# [INSTRUCTIONS TO FOLLOW]
Carry the article about the EM Science Alliance STEM event forward from its last paragraph.

EM’s Science Alliance is an interactive event that showcases a range of science, technology, engineering and mathematics (STEM) subjects and the fields associated with them. The event is part of DOE’s effort to encourage young people to consider fields of science when making career plans.
“I’ve been looking at a lot of different things, including science,” said Childers, who attends Waverly High School in Waverly, Ohio. “This event has broadened some of the subjects I will consider because many of them appeal to me. And it’s really fun.”
EM conducted the 10th version of the event earlier this month and welcomed nearly 1,500 students from 32 southern Ohio high schools. Interactive demonstrations in 15-minute intervals provide the students an array of subjects, and an opportunity to interact with representatives from regional universities and employers.
One of the employers is General Electric Aviation, which has its jet engine test operation in nearby Peebles, Ohio. Amy Swango, who organized the company’s display, said interacting with students not only informs them of opportunities, but helps the company address workforce development needs.
“We can draw engineers from anywhere, but not everyone wants to stay here long term, so we think it is important to make young people here aware of what we do and what we offer,” Swango said. “It’s fascinating that many airplanes that fly over us every day have engines that were tested at our plant. That puts a seed in their minds that there are opportunities right here.”
That approach is exactly what motivates teachers like Britnee Inman, a chemistry and biology teacher at nearby Manchester High School. Inman said it is important for young people to recognize the opportunities and STEM careers within their grasp.

Collected data entries:
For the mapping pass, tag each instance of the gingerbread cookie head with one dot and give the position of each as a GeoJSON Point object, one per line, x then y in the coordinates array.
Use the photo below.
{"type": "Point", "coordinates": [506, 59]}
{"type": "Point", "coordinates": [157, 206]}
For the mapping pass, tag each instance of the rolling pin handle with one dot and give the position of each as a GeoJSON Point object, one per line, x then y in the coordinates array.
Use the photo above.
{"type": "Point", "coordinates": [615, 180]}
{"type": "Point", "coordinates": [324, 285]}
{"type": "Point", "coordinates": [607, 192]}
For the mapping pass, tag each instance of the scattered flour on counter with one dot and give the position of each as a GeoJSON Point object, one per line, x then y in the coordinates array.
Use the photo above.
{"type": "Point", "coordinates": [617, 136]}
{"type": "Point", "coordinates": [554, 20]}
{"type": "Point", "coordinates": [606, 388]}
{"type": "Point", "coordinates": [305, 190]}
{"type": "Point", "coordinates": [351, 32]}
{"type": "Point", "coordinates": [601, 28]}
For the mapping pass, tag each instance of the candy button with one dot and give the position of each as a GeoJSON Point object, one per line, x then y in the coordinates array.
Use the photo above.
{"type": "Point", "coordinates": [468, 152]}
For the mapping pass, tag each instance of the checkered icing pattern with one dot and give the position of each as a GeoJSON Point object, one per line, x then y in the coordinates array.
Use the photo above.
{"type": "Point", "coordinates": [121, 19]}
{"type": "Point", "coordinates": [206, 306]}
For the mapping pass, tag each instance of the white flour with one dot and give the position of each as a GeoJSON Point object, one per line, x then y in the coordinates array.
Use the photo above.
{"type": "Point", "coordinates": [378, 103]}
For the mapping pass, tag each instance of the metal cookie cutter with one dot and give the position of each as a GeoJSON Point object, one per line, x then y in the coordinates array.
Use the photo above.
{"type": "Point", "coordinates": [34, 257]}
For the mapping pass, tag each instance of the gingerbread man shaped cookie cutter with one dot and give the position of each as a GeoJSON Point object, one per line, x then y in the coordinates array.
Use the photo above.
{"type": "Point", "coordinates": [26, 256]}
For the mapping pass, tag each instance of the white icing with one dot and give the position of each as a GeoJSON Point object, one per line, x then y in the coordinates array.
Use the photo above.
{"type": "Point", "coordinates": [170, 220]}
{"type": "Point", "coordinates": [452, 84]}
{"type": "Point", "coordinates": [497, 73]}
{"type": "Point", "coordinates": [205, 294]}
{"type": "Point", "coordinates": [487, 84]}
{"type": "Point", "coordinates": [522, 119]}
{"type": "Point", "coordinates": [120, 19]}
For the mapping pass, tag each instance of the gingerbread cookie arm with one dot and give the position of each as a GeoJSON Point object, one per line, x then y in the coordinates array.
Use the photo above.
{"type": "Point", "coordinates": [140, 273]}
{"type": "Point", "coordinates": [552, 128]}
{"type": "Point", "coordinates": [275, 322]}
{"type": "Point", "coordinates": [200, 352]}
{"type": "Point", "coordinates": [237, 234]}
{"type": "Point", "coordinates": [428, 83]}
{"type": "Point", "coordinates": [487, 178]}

# [RESULT BELOW]
“This is good for our students because we are in a low socioeconomic school district. It is advantageous for our students just to see the opportunities that are available, some of the jobs here at the plant site, and the businesses that are in the area,” Inman said. “The students like to see all the information from the colleges. We’ve had several recent graduates go into science fields because they came to this event.”
That marriage of interests and needs was the driver when the event was originally conceived in 2010, said EM Project Coordinator Greg Simonton of the Portsmouth/Paducah Project Office.
“The nation has a need for more kids to get involved in the sciences. Check. Our young people need opportunities. Check. Our regional businesses need to foster an infrastructure of local employees for workforce continuity. Check,” Simonton said. “Science Alliance is not just an everyday science fair. This event changes lives, changes the way we think about STEM education, and addresses bigger challenges that we all face.”
Nick Mowery, a junior at Valley High School in Lucasville, said the event showed him areas of studies with which he was not familiar.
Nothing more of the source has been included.